### Document passage ###
June 13, 2008
The Happening.
"M Night Shyamalan's latest movie, The Happening, is not merely bad," writes the New Republic's Christopher Orr. "It is an astonishment, so idiotic in conception and inept in execution that, after seeing it, one almost wonders whether it was real or imagined.... So rather than write a conventional review explaining why you should or shouldn't see The Happening (trust me, you shouldn't), I'm offering an alternative: A dozen and a half of the most mind-bendingly ridiculous elements of the film, which will enable you to marvel at its anti-genius without sacrificing (and I don't use that term lightly) 90 minutes of your life. As this is intended to be an alternative to seeing the actual film it is, of course, overflowing with spoilers."
Updated through 6/16.
"What a bunch of nonsense - effective nonsense, chilling nonsense, occasionally wrenching nonsense, but nonsense nonetheless," writes Robert Wilonsky in the Voice. "This is what happens when M Night Shyamalan tries to play both John Carpenter (bloody) and Stanley Kubrick (cold-blooded) while writing and directing what the literalist will either dismiss or embrace as the horror-film extension of An Inconvenient Truth, depending upon who the literalist thinks is responsible for, ya know, killing the planet."
### Recorded information ###
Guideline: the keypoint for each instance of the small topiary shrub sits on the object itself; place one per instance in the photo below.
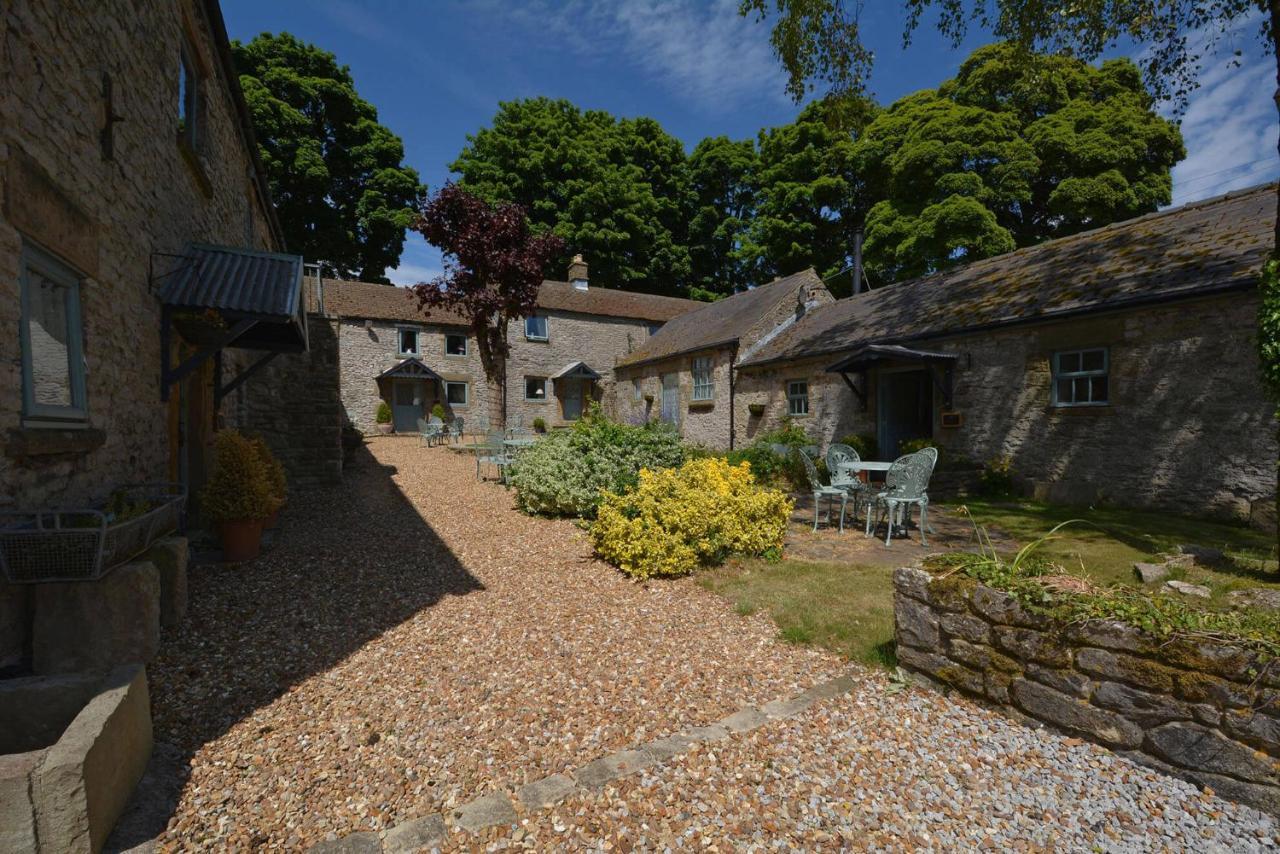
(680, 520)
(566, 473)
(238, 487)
###
▶ _Your goal_
Transcribe the passage about The Happening starting at "June 13, 2008" and ending at "Updated through 6/16.".

▶ _The response_
June 13, 2008
The Happening.
"M Night Shyamalan's latest movie, The Happening, is not merely bad," writes the New Republic's Christopher Orr. "It is an astonishment, so idiotic in conception and inept in execution that, after seeing it, one almost wonders whether it was real or imagined.... So rather than write a conventional review explaining why you should or shouldn't see The Happening (trust me, you shouldn't), I'm offering an alternative: A dozen and a half of the most mind-bendingly ridiculous elements of the film, which will enable you to marvel at its anti-genius without sacrificing (and I don't use that term lightly) 90 minutes of your life. As this is intended to be an alternative to seeing the actual film it is, of course, overflowing with spoilers."
Updated through 6/16.